- Task prompt: Only the lines from the line that contains "Bet you can't find the shoreline" through the final line of the entries below belong in your answer, copied exactly and without pictures.

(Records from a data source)
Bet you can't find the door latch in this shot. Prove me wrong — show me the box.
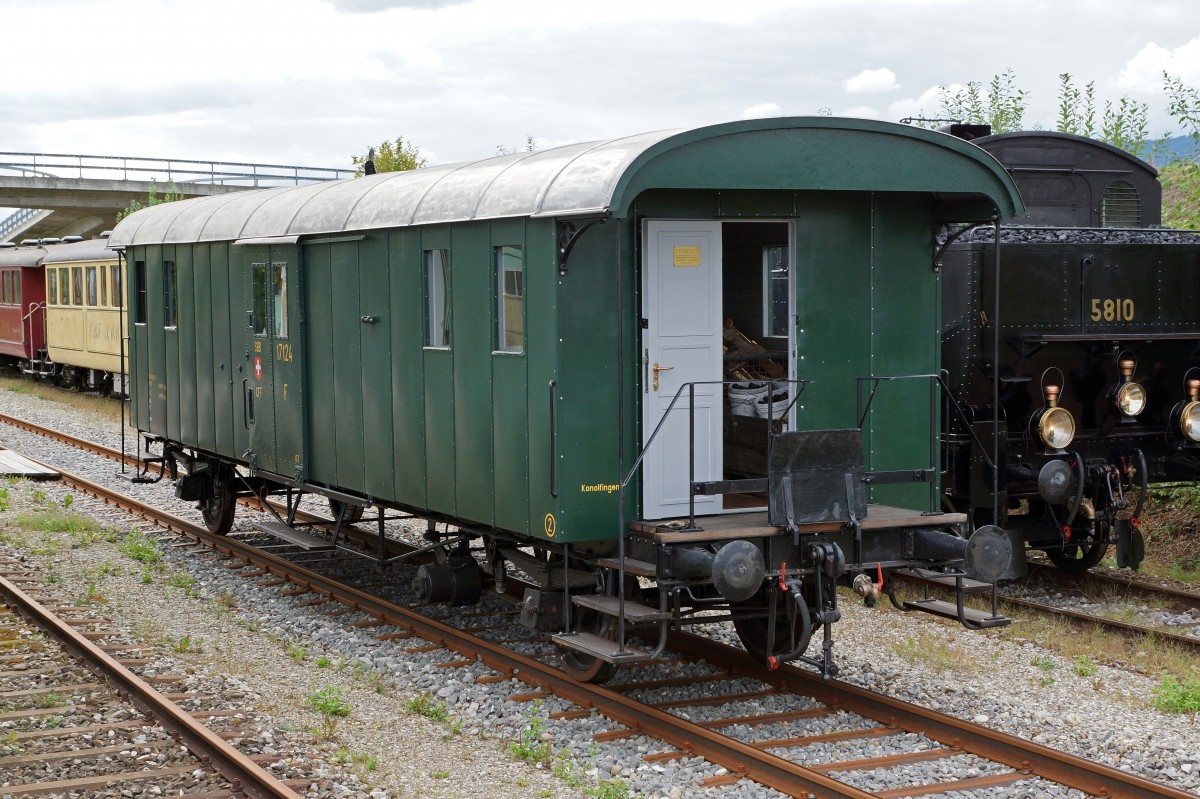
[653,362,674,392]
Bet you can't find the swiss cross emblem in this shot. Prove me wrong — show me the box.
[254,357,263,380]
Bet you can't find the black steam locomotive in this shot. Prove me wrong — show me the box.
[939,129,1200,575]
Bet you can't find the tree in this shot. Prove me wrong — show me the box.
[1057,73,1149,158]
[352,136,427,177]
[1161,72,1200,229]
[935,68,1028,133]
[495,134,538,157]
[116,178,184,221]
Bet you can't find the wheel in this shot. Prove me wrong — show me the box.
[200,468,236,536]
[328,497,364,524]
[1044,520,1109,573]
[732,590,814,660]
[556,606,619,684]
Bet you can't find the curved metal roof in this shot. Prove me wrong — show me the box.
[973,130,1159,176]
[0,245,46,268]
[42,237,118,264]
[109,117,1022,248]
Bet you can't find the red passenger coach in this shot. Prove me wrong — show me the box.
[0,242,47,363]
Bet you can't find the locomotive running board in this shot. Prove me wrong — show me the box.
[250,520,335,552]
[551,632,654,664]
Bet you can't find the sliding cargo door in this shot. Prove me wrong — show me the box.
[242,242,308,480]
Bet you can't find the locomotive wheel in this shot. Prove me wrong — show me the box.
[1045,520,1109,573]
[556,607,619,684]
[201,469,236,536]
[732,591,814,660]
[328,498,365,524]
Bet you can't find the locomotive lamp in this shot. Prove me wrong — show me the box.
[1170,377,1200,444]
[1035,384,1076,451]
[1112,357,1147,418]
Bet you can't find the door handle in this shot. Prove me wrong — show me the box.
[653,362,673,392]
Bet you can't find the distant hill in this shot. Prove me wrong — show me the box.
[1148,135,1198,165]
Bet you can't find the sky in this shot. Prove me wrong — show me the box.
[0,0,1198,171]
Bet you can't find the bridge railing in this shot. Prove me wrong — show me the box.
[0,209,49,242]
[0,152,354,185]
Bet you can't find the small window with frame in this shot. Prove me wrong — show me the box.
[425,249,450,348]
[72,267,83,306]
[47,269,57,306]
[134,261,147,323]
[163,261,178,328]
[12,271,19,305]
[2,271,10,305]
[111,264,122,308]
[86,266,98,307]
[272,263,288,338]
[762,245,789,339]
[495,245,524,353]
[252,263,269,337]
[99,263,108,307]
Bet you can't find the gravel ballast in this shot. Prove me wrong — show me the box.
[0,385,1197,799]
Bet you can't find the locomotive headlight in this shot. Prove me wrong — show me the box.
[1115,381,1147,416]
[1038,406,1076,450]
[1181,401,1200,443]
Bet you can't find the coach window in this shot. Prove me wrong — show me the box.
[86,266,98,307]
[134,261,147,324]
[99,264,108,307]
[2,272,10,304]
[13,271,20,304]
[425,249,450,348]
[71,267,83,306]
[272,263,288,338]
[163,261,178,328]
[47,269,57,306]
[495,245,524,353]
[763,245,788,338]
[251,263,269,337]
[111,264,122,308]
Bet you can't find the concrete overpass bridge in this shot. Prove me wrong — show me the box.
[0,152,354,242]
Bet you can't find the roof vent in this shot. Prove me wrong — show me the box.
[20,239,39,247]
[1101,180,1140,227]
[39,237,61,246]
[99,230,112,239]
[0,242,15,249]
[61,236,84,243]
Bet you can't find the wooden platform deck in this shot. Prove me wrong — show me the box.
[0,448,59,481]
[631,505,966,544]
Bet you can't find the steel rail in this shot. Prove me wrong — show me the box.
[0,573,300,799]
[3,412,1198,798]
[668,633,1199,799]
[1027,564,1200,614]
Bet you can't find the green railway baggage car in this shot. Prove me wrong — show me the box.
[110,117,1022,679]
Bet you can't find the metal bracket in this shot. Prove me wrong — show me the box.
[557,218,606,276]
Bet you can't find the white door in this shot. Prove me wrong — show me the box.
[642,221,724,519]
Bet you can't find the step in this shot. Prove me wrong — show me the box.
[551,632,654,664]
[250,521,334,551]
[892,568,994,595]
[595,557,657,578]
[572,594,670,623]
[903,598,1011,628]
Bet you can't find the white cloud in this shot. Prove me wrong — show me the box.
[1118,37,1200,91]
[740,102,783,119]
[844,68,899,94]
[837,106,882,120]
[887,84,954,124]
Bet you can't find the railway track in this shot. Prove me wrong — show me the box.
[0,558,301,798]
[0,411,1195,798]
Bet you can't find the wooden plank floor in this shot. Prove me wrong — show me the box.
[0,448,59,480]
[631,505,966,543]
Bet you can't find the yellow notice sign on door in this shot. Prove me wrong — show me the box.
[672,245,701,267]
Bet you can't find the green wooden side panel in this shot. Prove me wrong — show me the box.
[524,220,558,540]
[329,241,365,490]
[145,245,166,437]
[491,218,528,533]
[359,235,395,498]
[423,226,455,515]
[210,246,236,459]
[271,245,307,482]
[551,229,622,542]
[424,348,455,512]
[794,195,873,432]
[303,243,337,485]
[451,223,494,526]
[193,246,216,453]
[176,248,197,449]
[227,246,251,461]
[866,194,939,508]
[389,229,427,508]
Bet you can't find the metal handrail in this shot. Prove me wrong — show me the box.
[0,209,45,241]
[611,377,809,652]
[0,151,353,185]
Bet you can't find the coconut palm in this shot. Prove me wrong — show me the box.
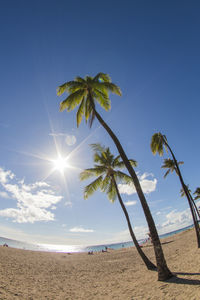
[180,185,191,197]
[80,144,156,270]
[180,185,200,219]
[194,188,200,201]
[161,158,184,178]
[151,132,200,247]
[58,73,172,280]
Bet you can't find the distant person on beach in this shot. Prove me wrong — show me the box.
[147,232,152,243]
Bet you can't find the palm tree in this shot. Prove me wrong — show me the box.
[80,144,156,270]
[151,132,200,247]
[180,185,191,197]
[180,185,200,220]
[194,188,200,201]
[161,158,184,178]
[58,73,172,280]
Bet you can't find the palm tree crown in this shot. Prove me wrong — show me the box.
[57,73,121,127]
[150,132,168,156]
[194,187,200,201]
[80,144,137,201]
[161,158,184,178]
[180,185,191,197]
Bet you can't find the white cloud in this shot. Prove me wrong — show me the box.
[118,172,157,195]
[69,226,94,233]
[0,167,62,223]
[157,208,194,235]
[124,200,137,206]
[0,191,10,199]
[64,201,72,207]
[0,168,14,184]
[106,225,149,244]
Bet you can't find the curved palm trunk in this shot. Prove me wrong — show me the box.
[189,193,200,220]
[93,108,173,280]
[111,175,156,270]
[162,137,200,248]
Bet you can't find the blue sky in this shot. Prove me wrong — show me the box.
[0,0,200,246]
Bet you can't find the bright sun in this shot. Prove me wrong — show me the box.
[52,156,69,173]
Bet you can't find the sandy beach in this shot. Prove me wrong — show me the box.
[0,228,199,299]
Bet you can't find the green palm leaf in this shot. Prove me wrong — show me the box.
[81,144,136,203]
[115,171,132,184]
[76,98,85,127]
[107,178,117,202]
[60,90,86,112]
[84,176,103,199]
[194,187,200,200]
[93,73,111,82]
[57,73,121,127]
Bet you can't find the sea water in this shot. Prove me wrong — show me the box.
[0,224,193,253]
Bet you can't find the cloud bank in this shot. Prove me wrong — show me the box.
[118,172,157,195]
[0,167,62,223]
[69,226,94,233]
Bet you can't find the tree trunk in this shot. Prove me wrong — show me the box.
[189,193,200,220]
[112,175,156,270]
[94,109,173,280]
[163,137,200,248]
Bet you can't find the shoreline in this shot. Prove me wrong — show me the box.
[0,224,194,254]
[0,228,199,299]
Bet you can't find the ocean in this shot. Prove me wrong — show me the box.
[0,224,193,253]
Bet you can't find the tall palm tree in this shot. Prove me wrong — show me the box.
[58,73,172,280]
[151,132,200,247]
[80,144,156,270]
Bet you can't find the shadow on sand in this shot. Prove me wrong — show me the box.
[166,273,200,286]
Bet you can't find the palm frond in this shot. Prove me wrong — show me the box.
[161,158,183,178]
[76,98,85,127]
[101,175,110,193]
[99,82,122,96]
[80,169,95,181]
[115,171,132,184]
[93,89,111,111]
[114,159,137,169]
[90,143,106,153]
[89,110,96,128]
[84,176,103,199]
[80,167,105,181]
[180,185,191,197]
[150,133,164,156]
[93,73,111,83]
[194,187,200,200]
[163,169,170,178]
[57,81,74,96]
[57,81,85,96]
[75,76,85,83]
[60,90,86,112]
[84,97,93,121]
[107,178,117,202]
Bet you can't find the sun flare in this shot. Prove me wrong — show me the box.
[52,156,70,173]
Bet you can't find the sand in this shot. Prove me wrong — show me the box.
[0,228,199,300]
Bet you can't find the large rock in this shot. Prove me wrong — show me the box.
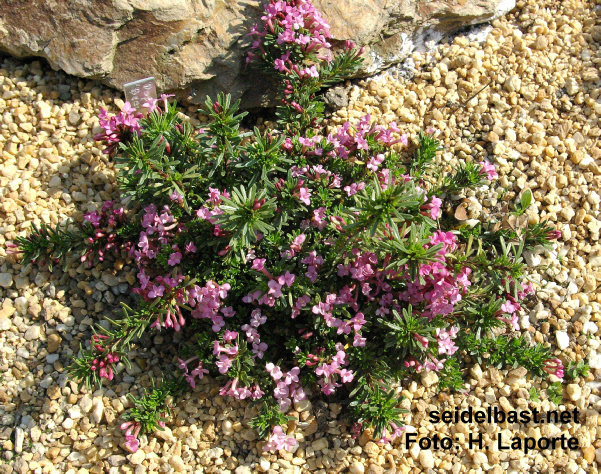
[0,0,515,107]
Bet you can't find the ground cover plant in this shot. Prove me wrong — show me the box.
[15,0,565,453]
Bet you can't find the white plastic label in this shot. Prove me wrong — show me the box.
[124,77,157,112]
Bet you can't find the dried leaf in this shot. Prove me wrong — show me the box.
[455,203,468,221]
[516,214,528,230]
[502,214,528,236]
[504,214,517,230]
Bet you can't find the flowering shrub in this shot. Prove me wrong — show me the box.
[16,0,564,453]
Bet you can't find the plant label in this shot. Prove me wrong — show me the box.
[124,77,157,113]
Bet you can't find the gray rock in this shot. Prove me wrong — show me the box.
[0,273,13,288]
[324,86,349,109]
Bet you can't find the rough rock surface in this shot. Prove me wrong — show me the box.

- Answer space:
Bet you can't find the shoreline in this shot. Prove me wrong — show me the box.
[0,224,194,254]
[0,228,199,299]
Bet you can't find the ocean in this shot. Prove me wrong — show me the box.
[0,224,193,253]
Bet you can't find the tall palm tree in this shot. Prove me wrong — show me the box.
[58,73,172,280]
[151,132,200,247]
[80,144,156,270]
Bet you can't find the shadow on sand in this shot. Prove me wrong — show me the box.
[166,273,200,286]
Bet you can't find the palm frond in this shot. Prove me wrong — show me the box.
[161,158,183,178]
[76,98,85,127]
[101,175,110,193]
[99,82,122,96]
[80,169,95,181]
[115,171,132,184]
[93,89,111,111]
[114,159,137,169]
[90,143,106,153]
[89,110,96,128]
[84,176,103,199]
[80,167,105,181]
[180,185,191,197]
[150,133,164,156]
[93,73,111,83]
[194,187,200,200]
[163,169,170,178]
[57,81,74,96]
[57,81,85,96]
[75,76,85,83]
[60,90,86,112]
[84,97,93,121]
[107,178,117,202]
Bet you can't find the sun flare in this shot. Prove me wrong — show me the box.
[52,156,70,173]
Bet you can't find the sand in this shot. Prove me wrong — show me the box.
[0,228,199,300]
Bet you can't find the large rock in this shot. Prove me wrong — show me the box.
[0,0,515,107]
Bet you can't find the ground cover plant in this shot. Prove me wrong — show me the box.
[15,0,565,453]
Bet you can't find the white plastic label in this shot. Prove me wrong — show me the box.
[124,77,157,112]
Bet you can't find the dried leaf in this shot. Prove me wrong — show me the box.
[455,203,468,221]
[516,214,528,230]
[502,214,528,236]
[504,214,517,230]
Bet you can't find the flowering shrub in this shot. Prove me wrong — show me the box.
[16,0,564,453]
Bet you can't find the plant label in this shot. Prove me wrong — show me the box.
[124,77,157,113]
Bet you can't find the gray rock in this shot. Prove me wrong — show me the box.
[0,273,13,288]
[324,86,349,109]
Bet you can't find the rough rock surface in this shot. Prove me wrong — show me the box.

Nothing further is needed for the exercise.